■ SET TASKS:
1. Please rewrite the paragraph in the pond thread that begins "Read I had to put a concrete collar" in a shorter form, keeping its main facts.
2. In the pond thread, why were the sides of the pond sloped?
3. Retype the pond thread word for word, from "A pond attracts" to "martin-green (10 Oct 2020)".

■ SELECTED TEXT:
start
# garden pond project



## clansley (10 Oct 2020)

After getting quotes that made the wife faint, I decide to do a pond myself (and spend almost the same anyway ).

This project was done 2 years ago.

Before, this was the only spot my wife would allow the pond - the fight for the final size was still to take place:





Moving the old plants was hard work (for someone as unfit as myself ) - sadly one bush died from it's move. One plant enjoyed it's new location so much that it is now double the size!




Agreed on size (smaller than I wanted it ) but larger than the wife wanted it :




Read I had to put a concrete collar on the pond to give support for the bricks and for the sides - this was my first use of concrete so I went for bags of ready mixed (it was cost a lot more than I expected):











Finally got to dig the pond, decided to slope the sides since the soil was fairly sandy:




Underlay and liner in:




My first attempt at brick laying (it killed my back):




Final product:




More recent pic:




My filter and pump were well over spec for this tiny 1500 litre pond.

Pump: Aquamax Eco Premium 6000 Filter
Filter: Nexus Eazy pod complete
Skimmer: AquaSkim 20 Pond Skimmer (there are a lot of trees about)
Fish: Sticklebacks and Gold fish variants


----------



## clansley (10 Oct 2020)

A pond attracts so much wildlife, we have seen toads, frogs, dragonflies (including the UK largest which was a bit scary as he came in our house!) tons of insects.
The birds love it to bath in and drink from:


----------



## martin-green (10 Oct 2020)

You are lucky, all we ever get is wood pigeons.


----------



## PARAGUAY (11 Oct 2020)

Great pond . Cant beat the feeling you did it yourself


----------
end
■ RECORDED INFORMATION:
start
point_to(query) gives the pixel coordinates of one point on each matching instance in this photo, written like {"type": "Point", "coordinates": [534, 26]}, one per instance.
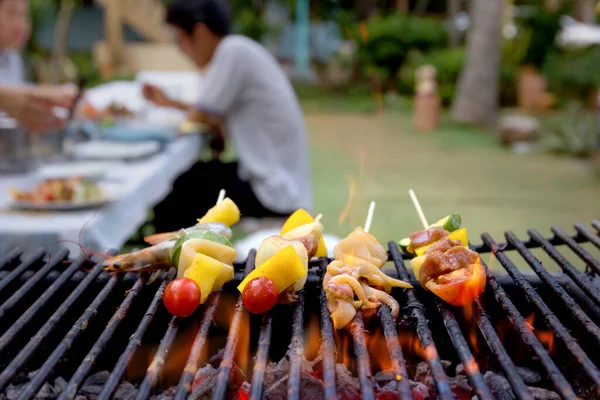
end
■ SOLUTIONS:
1. I added a concrete collar to support the bricks and the pond sides. Since it was my first time using concrete, I bought ready-mixed bags, which cost much more than I expected.

2. Because the soil was fairly sandy.

3.
A pond attracts so much wildlife, we have seen toads, frogs, dragonflies (including the UK largest which was a bit scary as he came in our house!) tons of insects.
The birds love it to bath in and drink from:


----------



## martin-green (10 Oct 2020)